THE TASK :: Only the lines below from the one containing "of the white" to the one containing "of the horizon" should be repeated, both included and unchanged.

DATA FOR THIS EXERCISE ::

▼▼▼

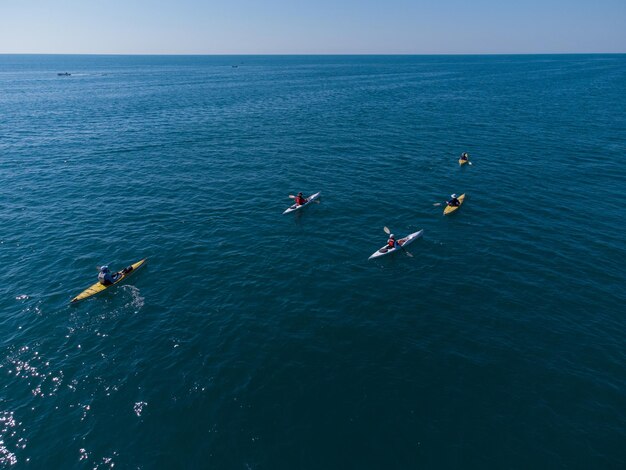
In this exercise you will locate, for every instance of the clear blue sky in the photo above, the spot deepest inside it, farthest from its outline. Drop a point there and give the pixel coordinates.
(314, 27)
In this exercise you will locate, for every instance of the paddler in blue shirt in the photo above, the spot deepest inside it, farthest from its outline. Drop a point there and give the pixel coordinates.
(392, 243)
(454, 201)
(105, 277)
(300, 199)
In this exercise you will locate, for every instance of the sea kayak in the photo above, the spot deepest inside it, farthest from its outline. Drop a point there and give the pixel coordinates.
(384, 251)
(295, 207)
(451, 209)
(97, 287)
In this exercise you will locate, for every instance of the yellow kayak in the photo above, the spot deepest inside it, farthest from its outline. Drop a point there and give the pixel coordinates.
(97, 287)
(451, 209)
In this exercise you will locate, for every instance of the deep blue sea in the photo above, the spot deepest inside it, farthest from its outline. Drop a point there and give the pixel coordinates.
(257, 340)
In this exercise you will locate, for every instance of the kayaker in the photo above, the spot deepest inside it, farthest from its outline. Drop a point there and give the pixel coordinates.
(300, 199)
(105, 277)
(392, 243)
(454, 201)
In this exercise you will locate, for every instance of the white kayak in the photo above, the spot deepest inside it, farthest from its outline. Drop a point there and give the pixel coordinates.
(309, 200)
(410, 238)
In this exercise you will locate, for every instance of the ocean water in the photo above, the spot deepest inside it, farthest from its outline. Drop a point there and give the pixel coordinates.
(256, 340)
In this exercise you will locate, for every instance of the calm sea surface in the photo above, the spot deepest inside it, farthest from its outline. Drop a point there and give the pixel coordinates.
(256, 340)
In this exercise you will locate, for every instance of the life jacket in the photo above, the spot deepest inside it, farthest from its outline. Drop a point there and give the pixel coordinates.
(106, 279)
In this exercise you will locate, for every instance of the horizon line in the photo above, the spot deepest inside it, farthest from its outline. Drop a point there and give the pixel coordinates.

▲▲▲
▼▼▼

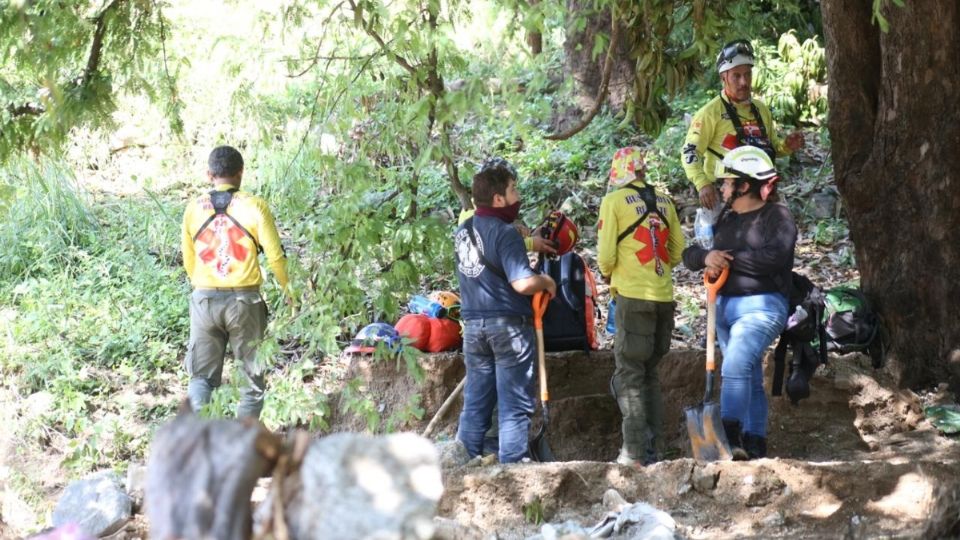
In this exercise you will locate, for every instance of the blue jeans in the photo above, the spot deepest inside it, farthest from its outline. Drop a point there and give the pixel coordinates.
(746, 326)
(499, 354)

▲▲▲
▼▼▼

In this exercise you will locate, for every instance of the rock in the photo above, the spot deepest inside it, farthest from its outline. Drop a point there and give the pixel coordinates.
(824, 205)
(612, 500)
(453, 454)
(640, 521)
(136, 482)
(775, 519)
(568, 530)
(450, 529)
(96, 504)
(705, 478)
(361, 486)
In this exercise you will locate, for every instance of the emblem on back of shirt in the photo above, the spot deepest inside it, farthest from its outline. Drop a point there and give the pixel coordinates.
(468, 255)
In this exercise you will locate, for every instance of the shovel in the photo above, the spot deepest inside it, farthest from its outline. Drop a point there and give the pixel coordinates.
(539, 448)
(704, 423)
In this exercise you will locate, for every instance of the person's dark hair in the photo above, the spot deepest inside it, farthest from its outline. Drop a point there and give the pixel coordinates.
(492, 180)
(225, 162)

▲▲▲

TASK ANSWER ::
In this exercise you will locate, for every instance of the white kayak in the photo above, the spot deepest inside it, farthest from its outline. Drop a point there and give the pixel coordinates.
(309, 200)
(410, 238)
In this exercise you will locate, for every instance of the ocean water in the photo above, the spot deepest inside it, farthest from its outline. Drop a point there and give the pixel coordinates.
(256, 340)
In this exercise you will locate, for every instance of the calm sea surface in the photo above, the spot deepest inside it, farthest from its outline. Drop a point there and give the pixel coordinates.
(256, 340)
In this exercise you will locate, for every instance of the life jacket in the photo above, the spot deepest inside it, farthest from its outline. Drop a point there and give the pixel coordinates.
(106, 279)
In this exercise you will locate, for every instance of the horizon line in the photo above, the spot deepest inside it, farthest from its outline. Drop a point there and give the pixel coordinates.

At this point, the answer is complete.